EXERCISE AIM >> Reproduce, unchanged, the part of the records below that opens with the line containing "# point at: grassy" and continues through the final line of the records, including both of those lines.

(Records from a data collection)
Begin

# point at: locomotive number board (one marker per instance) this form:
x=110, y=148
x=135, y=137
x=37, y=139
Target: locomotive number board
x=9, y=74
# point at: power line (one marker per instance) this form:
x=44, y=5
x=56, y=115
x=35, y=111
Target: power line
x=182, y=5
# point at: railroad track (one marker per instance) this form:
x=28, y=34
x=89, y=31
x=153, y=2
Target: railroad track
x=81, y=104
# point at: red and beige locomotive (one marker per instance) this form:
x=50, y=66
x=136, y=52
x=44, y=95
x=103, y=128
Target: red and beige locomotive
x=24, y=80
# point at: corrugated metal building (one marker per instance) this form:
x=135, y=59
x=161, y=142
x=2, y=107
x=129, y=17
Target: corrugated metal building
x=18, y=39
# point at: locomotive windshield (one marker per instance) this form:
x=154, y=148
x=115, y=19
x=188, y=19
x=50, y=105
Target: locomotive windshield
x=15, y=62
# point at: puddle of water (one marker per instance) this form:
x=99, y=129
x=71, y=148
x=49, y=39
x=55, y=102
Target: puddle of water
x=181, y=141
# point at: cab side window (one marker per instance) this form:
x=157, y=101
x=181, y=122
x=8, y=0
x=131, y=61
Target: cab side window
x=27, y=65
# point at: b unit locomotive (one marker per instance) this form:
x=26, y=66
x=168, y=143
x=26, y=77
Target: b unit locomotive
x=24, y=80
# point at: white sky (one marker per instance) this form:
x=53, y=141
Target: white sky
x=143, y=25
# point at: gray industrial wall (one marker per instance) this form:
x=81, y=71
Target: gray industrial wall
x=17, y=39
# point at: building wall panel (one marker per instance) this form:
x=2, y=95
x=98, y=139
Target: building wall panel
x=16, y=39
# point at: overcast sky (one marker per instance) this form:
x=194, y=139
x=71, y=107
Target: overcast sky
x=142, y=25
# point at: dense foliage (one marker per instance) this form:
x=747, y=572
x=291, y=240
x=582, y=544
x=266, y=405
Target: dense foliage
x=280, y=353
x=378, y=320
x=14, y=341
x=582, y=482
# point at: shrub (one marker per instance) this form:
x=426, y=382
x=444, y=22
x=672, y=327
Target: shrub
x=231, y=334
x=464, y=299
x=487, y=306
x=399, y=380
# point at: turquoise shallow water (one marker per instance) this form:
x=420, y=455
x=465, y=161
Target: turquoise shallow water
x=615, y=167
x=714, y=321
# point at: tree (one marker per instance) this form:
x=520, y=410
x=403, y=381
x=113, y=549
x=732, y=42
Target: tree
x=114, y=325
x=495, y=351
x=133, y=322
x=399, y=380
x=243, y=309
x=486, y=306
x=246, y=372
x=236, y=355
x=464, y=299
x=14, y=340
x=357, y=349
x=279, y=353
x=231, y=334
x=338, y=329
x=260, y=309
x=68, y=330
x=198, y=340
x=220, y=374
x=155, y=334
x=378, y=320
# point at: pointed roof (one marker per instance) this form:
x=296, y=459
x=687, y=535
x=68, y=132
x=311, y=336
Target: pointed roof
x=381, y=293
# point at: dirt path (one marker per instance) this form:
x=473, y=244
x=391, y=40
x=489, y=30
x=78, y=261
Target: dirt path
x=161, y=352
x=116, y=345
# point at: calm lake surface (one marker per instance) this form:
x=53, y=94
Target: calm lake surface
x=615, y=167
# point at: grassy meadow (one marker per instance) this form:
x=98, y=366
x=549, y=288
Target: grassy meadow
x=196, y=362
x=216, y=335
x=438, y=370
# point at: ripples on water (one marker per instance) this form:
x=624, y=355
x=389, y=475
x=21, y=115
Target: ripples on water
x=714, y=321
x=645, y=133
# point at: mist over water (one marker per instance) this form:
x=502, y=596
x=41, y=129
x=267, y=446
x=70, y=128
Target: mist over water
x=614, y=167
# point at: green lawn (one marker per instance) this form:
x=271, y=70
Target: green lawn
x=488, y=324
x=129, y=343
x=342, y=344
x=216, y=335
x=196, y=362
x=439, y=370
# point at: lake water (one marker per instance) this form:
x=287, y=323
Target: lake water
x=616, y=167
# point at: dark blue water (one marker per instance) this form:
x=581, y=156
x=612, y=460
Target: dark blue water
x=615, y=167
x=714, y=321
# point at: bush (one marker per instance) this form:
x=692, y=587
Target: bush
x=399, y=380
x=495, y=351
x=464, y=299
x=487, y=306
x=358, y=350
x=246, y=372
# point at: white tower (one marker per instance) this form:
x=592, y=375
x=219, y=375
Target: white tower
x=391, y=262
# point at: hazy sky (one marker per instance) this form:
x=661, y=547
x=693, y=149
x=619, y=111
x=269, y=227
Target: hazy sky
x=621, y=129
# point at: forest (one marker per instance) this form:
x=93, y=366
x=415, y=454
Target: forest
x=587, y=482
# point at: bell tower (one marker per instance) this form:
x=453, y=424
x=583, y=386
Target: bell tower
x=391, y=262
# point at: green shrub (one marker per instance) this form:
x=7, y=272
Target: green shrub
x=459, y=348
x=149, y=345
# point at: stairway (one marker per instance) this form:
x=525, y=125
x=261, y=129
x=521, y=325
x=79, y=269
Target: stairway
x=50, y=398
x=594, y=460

End

RESPONSE TO THIS EXERCISE >>
# point at: grassy meadow (one marker per instance) this form:
x=98, y=366
x=549, y=288
Target: grassy meadow
x=196, y=362
x=216, y=335
x=438, y=370
# point at: ripples on water (one marker per instance) this form:
x=624, y=355
x=389, y=475
x=21, y=115
Target: ripples on water
x=714, y=321
x=645, y=133
# point at: mist over water (one marker per instance) this form:
x=502, y=596
x=41, y=129
x=267, y=446
x=70, y=128
Target: mist over water
x=614, y=167
# point at: green lawn (one marker per instance) this form:
x=271, y=70
Target: green lawn
x=488, y=324
x=129, y=343
x=342, y=344
x=216, y=335
x=196, y=362
x=439, y=370
# point at: lake water (one marker per instance) this form:
x=287, y=323
Target: lake water
x=616, y=167
# point at: dark blue water (one marker per instance) this form:
x=581, y=156
x=612, y=460
Target: dark blue water
x=615, y=167
x=714, y=321
# point at: bush (one marker per instance) this form:
x=692, y=587
Target: bush
x=399, y=380
x=495, y=351
x=464, y=299
x=487, y=306
x=358, y=350
x=246, y=372
# point at: white tower (one marker per instance) this form:
x=592, y=375
x=219, y=375
Target: white tower
x=391, y=262
# point at: hazy sky (one marker per instance) this form:
x=661, y=547
x=693, y=149
x=619, y=111
x=269, y=227
Target: hazy sky
x=621, y=129
# point at: forest (one marker per instance) this form:
x=93, y=366
x=415, y=454
Target: forest
x=587, y=482
# point at: bell tower (one marker per instance) this form:
x=453, y=424
x=583, y=386
Target: bell tower
x=391, y=262
# point at: green shrub (one marker per instance) this form:
x=7, y=272
Target: green shrub
x=459, y=348
x=149, y=345
# point at: stairway (one marker per instance) this form:
x=525, y=125
x=261, y=129
x=521, y=325
x=79, y=269
Target: stairway
x=50, y=398
x=594, y=460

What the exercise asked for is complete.